*Brief:*
Could you print the full listing below, keeping each line identical?

*Source data:*
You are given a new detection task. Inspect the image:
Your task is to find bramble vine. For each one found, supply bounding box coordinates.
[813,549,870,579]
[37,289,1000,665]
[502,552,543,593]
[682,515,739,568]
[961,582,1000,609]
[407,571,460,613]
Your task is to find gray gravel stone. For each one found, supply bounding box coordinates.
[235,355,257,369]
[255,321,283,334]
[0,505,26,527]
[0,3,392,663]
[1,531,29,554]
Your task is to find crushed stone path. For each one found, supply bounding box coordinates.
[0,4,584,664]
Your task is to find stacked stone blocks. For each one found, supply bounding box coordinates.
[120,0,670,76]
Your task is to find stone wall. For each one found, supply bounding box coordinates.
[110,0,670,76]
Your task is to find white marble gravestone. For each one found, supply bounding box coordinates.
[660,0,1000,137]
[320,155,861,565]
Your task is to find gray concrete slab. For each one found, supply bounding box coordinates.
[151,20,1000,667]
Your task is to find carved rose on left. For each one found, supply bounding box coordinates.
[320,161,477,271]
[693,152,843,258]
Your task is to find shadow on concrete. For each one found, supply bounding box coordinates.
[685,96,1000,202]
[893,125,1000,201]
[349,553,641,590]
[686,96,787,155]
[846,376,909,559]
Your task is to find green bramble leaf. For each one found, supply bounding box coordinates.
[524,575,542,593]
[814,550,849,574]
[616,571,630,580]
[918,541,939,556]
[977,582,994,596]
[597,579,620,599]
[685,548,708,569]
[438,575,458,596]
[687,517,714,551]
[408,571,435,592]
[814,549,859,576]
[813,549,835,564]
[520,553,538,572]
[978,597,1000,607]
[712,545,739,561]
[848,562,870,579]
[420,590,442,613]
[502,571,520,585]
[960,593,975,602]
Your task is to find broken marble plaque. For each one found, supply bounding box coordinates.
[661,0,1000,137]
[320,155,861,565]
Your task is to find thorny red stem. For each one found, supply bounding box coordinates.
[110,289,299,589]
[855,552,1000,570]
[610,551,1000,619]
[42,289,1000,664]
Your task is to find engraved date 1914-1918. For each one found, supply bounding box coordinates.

*Solution for this task:*
You are given a new detection task. Inspect the image:
Your task is to find bramble vine. For each one found, supply bounding box coordinates.
[813,549,870,579]
[37,289,1000,665]
[502,552,543,593]
[682,515,739,568]
[961,582,1000,609]
[407,571,460,613]
Your task is to find gray gravel stone. For each one found, supply bounding box coordinates.
[235,355,257,369]
[255,321,283,334]
[0,505,26,527]
[0,3,392,663]
[1,531,29,554]
Your task is to find crushed stone path. For each one found, supply bounding box coordinates.
[0,4,584,664]
Your task is to find stacked stone blocks. For each one found, supply bounding box coordinates.
[120,0,670,76]
Your task is to find stone wall. For each one found, supply bounding box coordinates.
[110,0,670,76]
Your task is to find white marble gravestone. For each one found, supply bounding box coordinates.
[660,0,1000,137]
[320,155,861,565]
Your task is to find gray concrete slab. For each one found, supply bounding box coordinates.
[151,20,1000,667]
Your task is to find carved rose on left. For each one found, supply bounding box coordinates.
[320,161,477,271]
[693,152,843,258]
Your task is to find shadow on concrete. For each one found, supply bounding box coordinates.
[685,96,1000,202]
[893,125,1000,201]
[349,553,641,590]
[686,96,787,155]
[846,376,909,559]
Your task is to find green bramble leaf. For each one found, supply bounding box coordinates.
[524,575,542,593]
[814,550,849,574]
[616,571,630,580]
[918,541,939,556]
[977,582,994,596]
[597,579,620,599]
[685,548,708,569]
[438,575,458,596]
[687,517,714,551]
[408,571,435,592]
[814,549,859,576]
[813,549,835,564]
[520,553,538,572]
[978,597,1000,607]
[712,545,739,561]
[848,562,870,579]
[420,590,442,613]
[502,571,520,585]
[960,593,975,602]
Your task is to find broken marble plaque. For each one found, supply bounding box coordinates.
[661,0,1000,137]
[320,155,861,565]
Your task is to find thorny red stem. For each one found, supply bounding box coordinates.
[110,289,299,589]
[855,552,1000,570]
[610,551,1000,619]
[42,289,1000,664]
Your task is to find engraved date 1914-1918. For each one found, supply bounding box coordinates.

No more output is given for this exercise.